GIVEN TEXT —
+++

Ten years ago, the Nintendo Wii was gaming’s newest console, Tesla premiered its first car, and Beyoncé was burning up the Billboard charts. Another notable debut? Mirth® Connect.
Mirth Connect was born out of a desire to develop an internal integration engine. At first, the Mirth® R&D team only wanted to figure out how to parse HL7 messages. Gerald Bortis, vice president of R&D, said he tried to get access to competitive demo tools, but there was no way to quickly get a demo version to play with. Along with Jacob Brauer, now the director of software engineering for R&D, they decided to build a demo version that solved R&D’s needs.
After developing their own HL7 message parser and router, they decided to turn their project into an open source program so any developer working in health IT could use it. On July 18, 2006, version 1.0 of Mirth Connect was posted to Sourceforge, the open source project sharing site.
At first, interest in Mirth Connect grew organically through the developers’ presence on Sourceforge and Gerald’s appearances at software development conferences. But Mirth Connect also developed an online following via sites such as StackOverflow because, “You’d be surprised how many people search for ‘HL7 open source integration,’” Gerald said.
Enter Nick Rupley, senior software engineer for Mirth R&D. “Jacob poached me from the support forums,” Nick said. Nick and Jacob agree that the biggest driver of Mirth Connect’s growth was through the forums and online user community.
Users were enthusiastic about Mirth Connect because it was powerful, configurable, collaborative, community driven...and free. Jacob says, “Our secret is to keep everything open source and public. It’s a ‘techy’ tool, and in the tech space, open source is very common.”

+++

DATA SECTION —
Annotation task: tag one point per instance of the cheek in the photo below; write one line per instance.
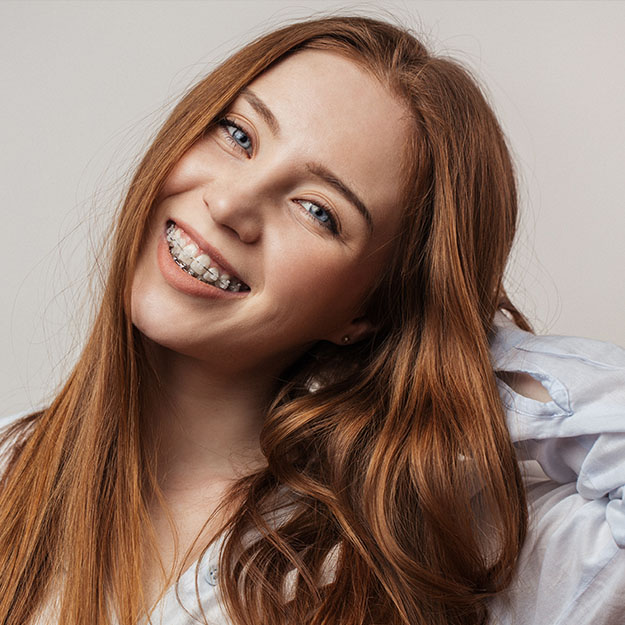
(186, 174)
(322, 287)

+++

EXERCISE A —
Answer these questions from the text on Mirth Connect's history, one answer per line:
(i) On what date was version 1.0 of Mirth Connect posted to Sourceforge?
(ii) What position does Nick Rupley hold?
(iii) Who was vice president of R&D?
EXERCISE B —
Continue the text on Mirth Connect's history from its last sentence.

EXERCISE OUTPUT A —
(i) July 18, 2006
(ii) Senior software engineer for Mirth R&D
(iii) Gerald Bortis

EXERCISE OUTPUT B —
But Mirth Connect’s first 10 years weren’t all smooth sailing. Businesses and healthcare enterprises in general were cautious and skeptical about open source software and there were questions about the commercial viability about an open source project. Eventually, after developing successful support interfaces and commercial extensions, Mirth Connect gained a strong foundation in the health data integration market. The monthly Q&A sessions between Mirth Connect developers and end users were especially influential.
While most Mirth Connect users rely on the software to integrate health data engines, Jacob and Gerald have a few favorite stories of unusual uses for Mirth Connect. One developer posted on the Mirth Connect forums that he uses it to track World of Warcraft stats. Another user created a script to automatically order coffee pads when his office supply runs low—Mirth Connect sends a poll to the staff and automatically places an order for the coffee flavors they request. (After reading his story, Gerald and Jacob rewarded that inventive developer with a box of Mirth swag—including coffee mugs, of course.)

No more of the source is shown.